[START OF Passage given]

QuickTip Sundays: Digg.com

One of my pet peeves is when I click on a link, I get sent to page that asks me to sign in. Some sites require it, which I understand, but if they do require it, they should make the process as painless and obvious as possible. Digg.com requires a sign in when you submit a new link for obvious reasons: to validate you are an actual user, and to limit spam.

Keep the options in your face

The vast majority of people that come to the page are new users, but I would guess a good percentage are returning users without the cookie saved. Why ask them to go above when sign in can be placed in line right here? It would take up 50, maybe 60 pixels of vertical space, tops, which is more important than losing a user.

Keep the options obvious and limited

Additionally, where it says Top In All Topics, that encourages leakage, meaning users are going to click there when they can’t figure out how to sign in. Just about every usability test I’ve seen regarding web forms is that the more places the user has to click, the more places they are going to click. there are metrics that show the number of people leaving a page were directly related to the number of links on that page.

[END OF Passage given]
[START OF Given data]

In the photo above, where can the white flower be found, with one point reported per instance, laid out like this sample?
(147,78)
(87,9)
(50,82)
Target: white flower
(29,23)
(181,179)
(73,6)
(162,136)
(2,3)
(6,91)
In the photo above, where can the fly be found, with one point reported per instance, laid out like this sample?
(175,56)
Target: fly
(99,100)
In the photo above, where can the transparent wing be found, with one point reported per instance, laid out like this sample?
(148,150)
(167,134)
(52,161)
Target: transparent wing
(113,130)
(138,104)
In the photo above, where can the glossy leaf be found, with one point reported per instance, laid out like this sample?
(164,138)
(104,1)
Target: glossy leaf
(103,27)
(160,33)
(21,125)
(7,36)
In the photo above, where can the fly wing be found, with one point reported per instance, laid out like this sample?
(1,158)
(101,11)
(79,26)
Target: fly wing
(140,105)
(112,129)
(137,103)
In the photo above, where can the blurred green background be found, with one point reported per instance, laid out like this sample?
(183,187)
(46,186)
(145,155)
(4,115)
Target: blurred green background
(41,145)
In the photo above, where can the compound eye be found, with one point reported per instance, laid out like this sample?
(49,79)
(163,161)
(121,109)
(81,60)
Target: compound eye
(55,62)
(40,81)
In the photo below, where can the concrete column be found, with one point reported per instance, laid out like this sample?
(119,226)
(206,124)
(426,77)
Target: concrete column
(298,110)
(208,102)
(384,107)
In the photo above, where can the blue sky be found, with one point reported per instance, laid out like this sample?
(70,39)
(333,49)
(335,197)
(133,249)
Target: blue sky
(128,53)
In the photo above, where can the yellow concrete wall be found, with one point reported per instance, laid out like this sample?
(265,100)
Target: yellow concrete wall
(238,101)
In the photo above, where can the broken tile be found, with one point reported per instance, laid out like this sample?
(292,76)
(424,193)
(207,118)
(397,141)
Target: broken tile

[END OF Given data]

* _What is expected_
Write out everything in the Digg.com usability post from "The vast majority" down to "on that page.". The records have no connection to the Digg.com usability post.

* _Result for this exercise_
The vast majority of people that come to the page are new users, but I would guess a good percentage are returning users without the cookie saved. Why ask them to go above when sign in can be placed in line right here? It would take up 50, maybe 60 pixels of vertical space, tops, which is more important than losing a user.

Keep the options obvious and limited

Additionally, where it says Top In All Topics, that encourages leakage, meaning users are going to click there when they can’t figure out how to sign in. Just about every usability test I’ve seen regarding web forms is that the more places the user has to click, the more places they are going to click. there are metrics that show the number of people leaving a page were directly related to the number of links on that page.